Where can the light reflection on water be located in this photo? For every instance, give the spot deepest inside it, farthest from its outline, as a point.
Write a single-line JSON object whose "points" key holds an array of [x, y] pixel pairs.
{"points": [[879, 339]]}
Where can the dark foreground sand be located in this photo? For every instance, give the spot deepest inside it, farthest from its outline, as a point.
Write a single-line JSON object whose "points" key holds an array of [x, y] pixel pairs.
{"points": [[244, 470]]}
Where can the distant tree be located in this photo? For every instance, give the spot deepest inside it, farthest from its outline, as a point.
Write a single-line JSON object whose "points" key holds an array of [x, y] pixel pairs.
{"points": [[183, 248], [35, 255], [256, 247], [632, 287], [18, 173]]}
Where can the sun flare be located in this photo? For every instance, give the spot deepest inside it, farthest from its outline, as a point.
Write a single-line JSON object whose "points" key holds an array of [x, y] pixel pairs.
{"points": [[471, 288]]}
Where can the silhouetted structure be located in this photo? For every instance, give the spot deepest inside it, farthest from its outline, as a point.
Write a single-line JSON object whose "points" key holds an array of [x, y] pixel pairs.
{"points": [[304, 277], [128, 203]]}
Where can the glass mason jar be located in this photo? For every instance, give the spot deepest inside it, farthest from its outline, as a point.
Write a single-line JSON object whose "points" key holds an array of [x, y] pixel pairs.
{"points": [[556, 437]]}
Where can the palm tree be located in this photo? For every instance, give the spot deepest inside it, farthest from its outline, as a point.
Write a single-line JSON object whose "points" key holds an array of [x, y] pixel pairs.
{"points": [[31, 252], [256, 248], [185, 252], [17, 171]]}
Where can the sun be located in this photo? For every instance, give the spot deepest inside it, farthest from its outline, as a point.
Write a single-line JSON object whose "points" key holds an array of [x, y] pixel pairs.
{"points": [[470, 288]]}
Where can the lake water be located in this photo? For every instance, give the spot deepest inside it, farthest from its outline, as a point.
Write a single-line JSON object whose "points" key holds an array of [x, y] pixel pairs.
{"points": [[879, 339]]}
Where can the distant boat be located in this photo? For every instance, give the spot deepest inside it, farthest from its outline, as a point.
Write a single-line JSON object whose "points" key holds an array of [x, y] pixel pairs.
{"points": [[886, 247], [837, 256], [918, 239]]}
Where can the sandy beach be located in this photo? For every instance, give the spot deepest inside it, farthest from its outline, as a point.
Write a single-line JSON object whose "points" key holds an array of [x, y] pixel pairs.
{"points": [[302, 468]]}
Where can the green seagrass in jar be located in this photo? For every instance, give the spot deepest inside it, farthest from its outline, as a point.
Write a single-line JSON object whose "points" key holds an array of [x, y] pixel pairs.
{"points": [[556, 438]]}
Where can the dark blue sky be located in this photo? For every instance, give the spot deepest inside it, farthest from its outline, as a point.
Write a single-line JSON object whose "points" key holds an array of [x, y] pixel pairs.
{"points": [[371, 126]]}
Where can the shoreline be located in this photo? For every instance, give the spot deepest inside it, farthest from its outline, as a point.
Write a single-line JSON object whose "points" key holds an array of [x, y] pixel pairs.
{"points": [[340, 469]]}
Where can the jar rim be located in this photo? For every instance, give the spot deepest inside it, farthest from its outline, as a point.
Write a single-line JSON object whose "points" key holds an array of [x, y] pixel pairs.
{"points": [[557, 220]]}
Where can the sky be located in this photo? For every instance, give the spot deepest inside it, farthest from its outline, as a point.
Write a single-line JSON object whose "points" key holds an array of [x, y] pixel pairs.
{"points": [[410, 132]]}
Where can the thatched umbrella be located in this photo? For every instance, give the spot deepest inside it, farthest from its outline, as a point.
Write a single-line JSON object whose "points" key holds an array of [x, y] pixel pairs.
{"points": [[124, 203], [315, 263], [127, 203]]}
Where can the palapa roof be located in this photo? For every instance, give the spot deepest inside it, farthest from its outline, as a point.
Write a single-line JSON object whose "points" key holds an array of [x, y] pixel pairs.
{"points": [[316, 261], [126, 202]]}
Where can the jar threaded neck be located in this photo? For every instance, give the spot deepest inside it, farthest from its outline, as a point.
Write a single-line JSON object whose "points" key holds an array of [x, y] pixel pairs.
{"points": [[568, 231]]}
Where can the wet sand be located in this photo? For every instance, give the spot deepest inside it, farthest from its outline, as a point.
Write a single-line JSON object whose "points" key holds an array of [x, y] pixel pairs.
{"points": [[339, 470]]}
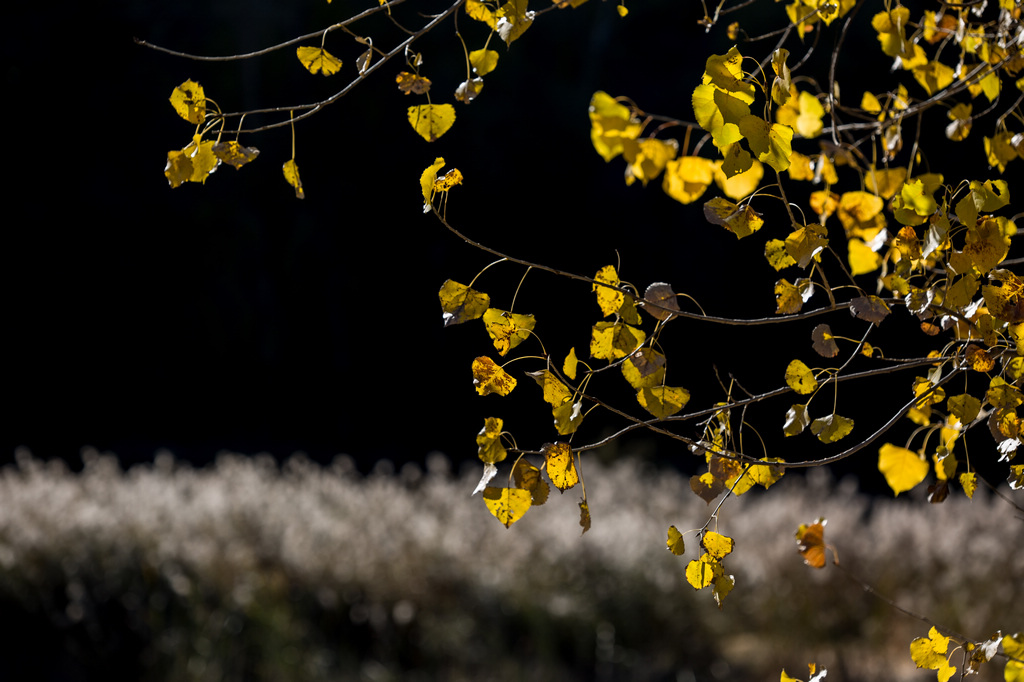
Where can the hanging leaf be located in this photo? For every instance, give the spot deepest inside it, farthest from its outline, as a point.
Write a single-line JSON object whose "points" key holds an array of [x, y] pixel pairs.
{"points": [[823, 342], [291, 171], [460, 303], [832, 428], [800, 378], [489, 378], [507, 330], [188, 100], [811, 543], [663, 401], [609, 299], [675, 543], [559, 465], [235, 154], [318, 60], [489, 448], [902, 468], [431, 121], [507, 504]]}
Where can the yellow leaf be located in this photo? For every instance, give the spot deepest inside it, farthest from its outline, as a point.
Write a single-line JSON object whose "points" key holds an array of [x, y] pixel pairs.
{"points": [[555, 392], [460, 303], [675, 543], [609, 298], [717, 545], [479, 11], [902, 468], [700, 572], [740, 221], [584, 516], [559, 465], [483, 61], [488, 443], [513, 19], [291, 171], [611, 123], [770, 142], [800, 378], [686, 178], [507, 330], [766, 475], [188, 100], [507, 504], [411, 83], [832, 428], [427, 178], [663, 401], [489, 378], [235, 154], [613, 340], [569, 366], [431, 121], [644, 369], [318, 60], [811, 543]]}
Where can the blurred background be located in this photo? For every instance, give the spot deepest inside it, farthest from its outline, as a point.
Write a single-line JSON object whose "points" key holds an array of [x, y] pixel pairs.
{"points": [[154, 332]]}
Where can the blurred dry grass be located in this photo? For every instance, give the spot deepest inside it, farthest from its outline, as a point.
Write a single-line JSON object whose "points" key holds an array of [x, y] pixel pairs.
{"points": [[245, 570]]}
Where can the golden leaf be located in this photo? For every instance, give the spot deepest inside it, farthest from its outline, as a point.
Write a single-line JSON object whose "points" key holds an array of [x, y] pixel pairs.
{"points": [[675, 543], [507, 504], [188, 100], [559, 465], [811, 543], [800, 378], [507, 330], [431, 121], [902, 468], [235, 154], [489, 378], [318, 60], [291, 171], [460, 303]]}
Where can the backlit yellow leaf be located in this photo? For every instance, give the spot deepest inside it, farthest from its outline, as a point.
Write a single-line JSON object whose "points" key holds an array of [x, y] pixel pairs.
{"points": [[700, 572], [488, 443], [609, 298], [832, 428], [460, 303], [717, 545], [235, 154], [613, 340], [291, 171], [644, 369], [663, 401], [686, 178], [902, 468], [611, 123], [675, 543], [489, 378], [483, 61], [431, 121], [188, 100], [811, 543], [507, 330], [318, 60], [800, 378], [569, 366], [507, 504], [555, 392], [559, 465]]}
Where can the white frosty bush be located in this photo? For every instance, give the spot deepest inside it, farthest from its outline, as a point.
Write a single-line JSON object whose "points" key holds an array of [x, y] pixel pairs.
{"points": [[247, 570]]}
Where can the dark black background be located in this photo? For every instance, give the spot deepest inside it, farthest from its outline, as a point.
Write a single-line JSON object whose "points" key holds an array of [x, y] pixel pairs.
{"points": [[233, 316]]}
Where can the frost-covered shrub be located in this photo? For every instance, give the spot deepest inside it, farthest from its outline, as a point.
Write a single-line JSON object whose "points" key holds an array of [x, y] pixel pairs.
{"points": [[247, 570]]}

___

__PROBLEM DESCRIPTION__: Transcribe the material exactly, leaving every picture out.

__RESPONSE__:
Where can the light reflection on water be located in this photo? For every instance, give the spot deepest inside it, farthest from its outline, as a point.
Write a single-line JSON object whose "points" key holds an array of [x, y] pixel pairs.
{"points": [[879, 339]]}
Where can the dark foreground sand be located in this photo? For every instance, give the spot deepest inside it, farthest from its outline, as a point.
Write a single-line JSON object whose "points" key holds an array of [x, y] pixel pairs.
{"points": [[244, 470]]}
Where can the distant tree be located in this photo? For every instance, give the spot deepest inside it, farthest from its outline, as a point.
Write a single-line JSON object whose "points" key holds an array of [x, y] pixel pairs.
{"points": [[183, 248], [35, 255], [256, 247], [632, 287], [18, 173]]}
Where can the sun flare be located in this photo? For every instance, give the spot deepest inside it, farthest from its outline, as a point.
Write a single-line JSON object whose "points" key holds an array of [x, y] pixel pairs.
{"points": [[471, 288]]}
Where can the silhouetted structure be located in this photo? For every instance, give the spot deepest inside it, farthest from its outline, as a point.
Write a single-line JSON object whose "points" key holds an array of [x, y] pixel pairs.
{"points": [[304, 277], [128, 203]]}
Where can the glass mason jar be located in this photo? For every instance, give the spot deepest inside it, farthest from its outline, as a point.
Write a single-line JSON object whose "points" key holds an array of [x, y] pixel pairs.
{"points": [[556, 437]]}
Where can the palm tree be located in this photo? For every instance, give the spot deepest inside it, farthest from its outline, as a point.
Write a single-line JSON object whose "points" key holds an array of [x, y] pixel pairs.
{"points": [[31, 252], [256, 248], [185, 252], [17, 171]]}
Where can the sun be located in this photo? For every instance, give the spot deepest inside it, farthest from its outline, as a point.
Write a single-line JSON object whose "points" key holds an array of [x, y] pixel pairs.
{"points": [[470, 288]]}
Where can the lake water be located in this photo? For every instance, give the spot deepest inside it, farthest from its outline, as a point.
Write a single-line JSON object whose "points" key holds an array of [x, y] pixel pairs.
{"points": [[879, 339]]}
Where can the distant boat be located in this photo? For every instance, give the spot deepest inside it, farthest from its outline, as a point.
Write a single-line JSON object whose "points" key holds an array of [x, y] pixel pairs.
{"points": [[886, 247], [837, 256], [918, 239]]}
Where can the sandy beach be located in this photo? For every instance, give the spot deepest inside it, farthest from its outline, as a point.
Write a single-line JSON object whose "points" key holds an array of [x, y] pixel pairs.
{"points": [[302, 468]]}
Where can the green seagrass in jar be located in this photo? For every instance, give the spot deepest inside it, farthest from its outline, as a point.
Write a single-line JSON object whose "points" key holds an array of [x, y] pixel pairs.
{"points": [[556, 438]]}
Where can the dark blue sky be located in this photo? For every instance, give the spot deepest inside it, farthest from its outline, as a point.
Write a single-line JSON object whose "points" key holds an array of [x, y] pixel pairs.
{"points": [[371, 126]]}
Where can the shoreline be located in this photo? For every instance, give the spot deepest inside it, farthest from its outline, as a point.
Write a single-line JSON object whose "points" key holds an array of [x, y] pixel pairs.
{"points": [[340, 469]]}
Where can the jar rim be located in this photo? For every instance, give the spot deepest inside it, farthest from its outline, as a point.
Write a single-line JSON object whose "points" key holds an array of [x, y] pixel pairs.
{"points": [[557, 220]]}
Where can the sky be located in this photo? For every instance, give the spot deepest inside it, farthest from its outline, as a point.
Write a single-line JSON object whose "points" key holds an array of [x, y] pixel pairs.
{"points": [[410, 132]]}
Where can the thatched umbrella be located in this photo? For every instance, give the spot deepest inside it, farthest from its outline, as a point.
Write a single-line JSON object whose "points" key holds an array of [x, y] pixel pairs.
{"points": [[124, 203], [315, 263], [127, 203]]}
Where can the palapa roof be located in this photo? For every instance, give the spot deepest inside it, farthest from its outline, as a point.
Write a single-line JSON object whose "points" key holds an array of [x, y] pixel pairs.
{"points": [[316, 261], [126, 202]]}
Where can the jar threaded neck be located in this photo? For every instance, give the spot deepest inside it, farthest from its outline, as a point.
Write a single-line JSON object whose "points" key holds an array of [x, y] pixel pairs.
{"points": [[568, 231]]}
Where can the wet sand be located in this photo? For every instance, give the spot deepest inside it, farthest from its outline, as a point.
Write a single-line JSON object whose "points" key holds an array of [x, y] pixel pairs.
{"points": [[339, 470]]}
Where can the hanging leaf be located in this photo? For every instance, give the spot deepest inside it, farthest from its outline, as a point.
Write a single-line JSON object whose "points" key holds an array of [x, y] pixel pairs.
{"points": [[823, 342], [291, 171], [460, 303], [832, 428], [800, 378], [489, 378], [507, 330], [188, 100], [811, 543], [663, 401], [609, 299], [675, 543], [559, 465], [235, 154], [318, 60], [489, 448], [902, 468], [431, 121], [507, 504]]}
Where can the yellow leaf be located in this photo? For every instance, give the spot deepest inside it, farthest from its outline, as a point.
Write a single-line JSON object whose "points" key holds an array of [x, y] pixel pairs.
{"points": [[555, 392], [460, 303], [675, 543], [609, 298], [717, 545], [479, 11], [902, 468], [700, 572], [740, 221], [584, 516], [559, 465], [483, 61], [488, 443], [513, 19], [291, 171], [611, 123], [770, 142], [800, 378], [686, 178], [507, 330], [766, 475], [188, 100], [507, 504], [411, 83], [832, 428], [427, 178], [663, 401], [489, 378], [235, 154], [613, 340], [569, 366], [431, 121], [644, 369], [318, 60], [811, 543]]}
Where can the blurred background be located in this photo? For every instance, give the spot deepest inside it, farthest from its outline, as a point.
Write a single-line JSON object whose "points" key holds an array of [x, y] pixel pairs.
{"points": [[154, 332]]}
Where can the blurred dry grass be located in this photo? For every instance, give the spot deepest inside it, farthest from its outline, as a point.
Write a single-line JSON object whose "points" key holds an array of [x, y] pixel pairs.
{"points": [[245, 570]]}
Where can the golden leaf be located in this photo? For every instance, give the spot deepest inside it, farthest from its outline, as a point.
Write a single-line JSON object whose "points" key holds an array of [x, y] pixel pairs.
{"points": [[675, 543], [507, 504], [188, 100], [559, 465], [811, 543], [800, 378], [507, 330], [431, 121], [902, 468], [235, 154], [489, 378], [318, 60], [291, 171], [460, 303]]}
Where can the backlit yellow leaf be located in this photo? For every instance, give the spot deepest inside it, farthest from its outline, as a point.
Write a single-line JSON object whose "points" key holds an array of [x, y] pixel pairs.
{"points": [[700, 572], [488, 443], [609, 298], [832, 428], [460, 303], [717, 545], [235, 154], [613, 340], [291, 171], [644, 369], [663, 401], [686, 178], [902, 468], [611, 123], [675, 543], [489, 378], [483, 61], [431, 121], [188, 100], [811, 543], [507, 330], [318, 60], [800, 378], [569, 366], [507, 504], [555, 392], [559, 465]]}
Where can the white frosty bush be located in this photo? For every instance, give the spot deepest inside it, farthest from its outline, as a point.
Write a single-line JSON object whose "points" key holds an array of [x, y] pixel pairs.
{"points": [[247, 570]]}
Where can the dark black background be located in this photo? For every instance, give the spot deepest inside it, farthest from its outline, as a point.
Write a single-line JSON object whose "points" key holds an array of [x, y] pixel pairs.
{"points": [[233, 316]]}
Where can the frost-covered shrub be located in this photo? For every instance, give the spot deepest inside it, farthest from its outline, as a point.
Write a single-line JSON object whose "points" key holds an array of [x, y] pixel pairs.
{"points": [[247, 570]]}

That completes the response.